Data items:

● ● ● ● ●

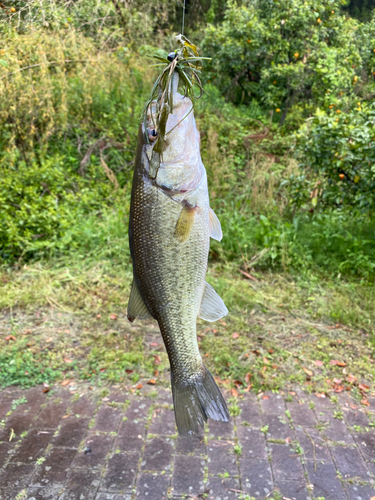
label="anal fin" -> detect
[128,278,151,323]
[198,283,228,321]
[174,205,196,243]
[209,207,223,241]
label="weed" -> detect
[12,396,27,410]
[333,410,344,420]
[233,443,242,455]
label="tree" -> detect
[206,0,366,127]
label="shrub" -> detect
[292,102,375,212]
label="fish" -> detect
[127,74,229,436]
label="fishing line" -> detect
[181,0,186,35]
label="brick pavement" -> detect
[0,385,375,500]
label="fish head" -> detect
[147,91,205,192]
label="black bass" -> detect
[128,76,229,436]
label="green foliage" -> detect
[292,102,375,212]
[204,0,366,127]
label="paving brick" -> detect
[207,441,238,476]
[324,418,354,444]
[59,469,100,500]
[52,416,90,448]
[176,436,206,455]
[355,431,375,461]
[11,429,53,465]
[344,409,370,427]
[306,461,347,500]
[0,443,14,469]
[95,492,132,500]
[346,484,375,500]
[125,399,153,422]
[331,446,371,481]
[95,492,132,500]
[26,484,64,500]
[269,444,304,481]
[92,406,123,432]
[263,414,293,439]
[74,433,115,468]
[148,408,177,436]
[102,453,139,493]
[275,481,311,500]
[137,472,171,500]
[204,477,241,500]
[172,455,204,495]
[22,386,48,414]
[287,400,317,427]
[142,438,173,471]
[236,394,262,427]
[208,419,234,439]
[71,395,97,417]
[259,391,286,415]
[237,425,267,458]
[0,412,35,441]
[116,422,145,452]
[0,399,12,421]
[33,397,69,429]
[240,459,273,499]
[0,464,34,500]
[295,427,332,462]
[33,448,76,486]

● ● ● ● ●

### WRITTEN TASK:
Please locate each line in the material above that contains the word "detect" and copy those lines out, treating uppercase and lowercase as different.

### TASK RESPONSE:
label="anal fin" -> detect
label="weed" -> detect
label="tree" -> detect
label="shrub" -> detect
label="fish" -> detect
label="fishing line" -> detect
label="brick pavement" -> detect
label="fish head" -> detect
label="black bass" -> detect
label="green foliage" -> detect
label="paving brick" -> detect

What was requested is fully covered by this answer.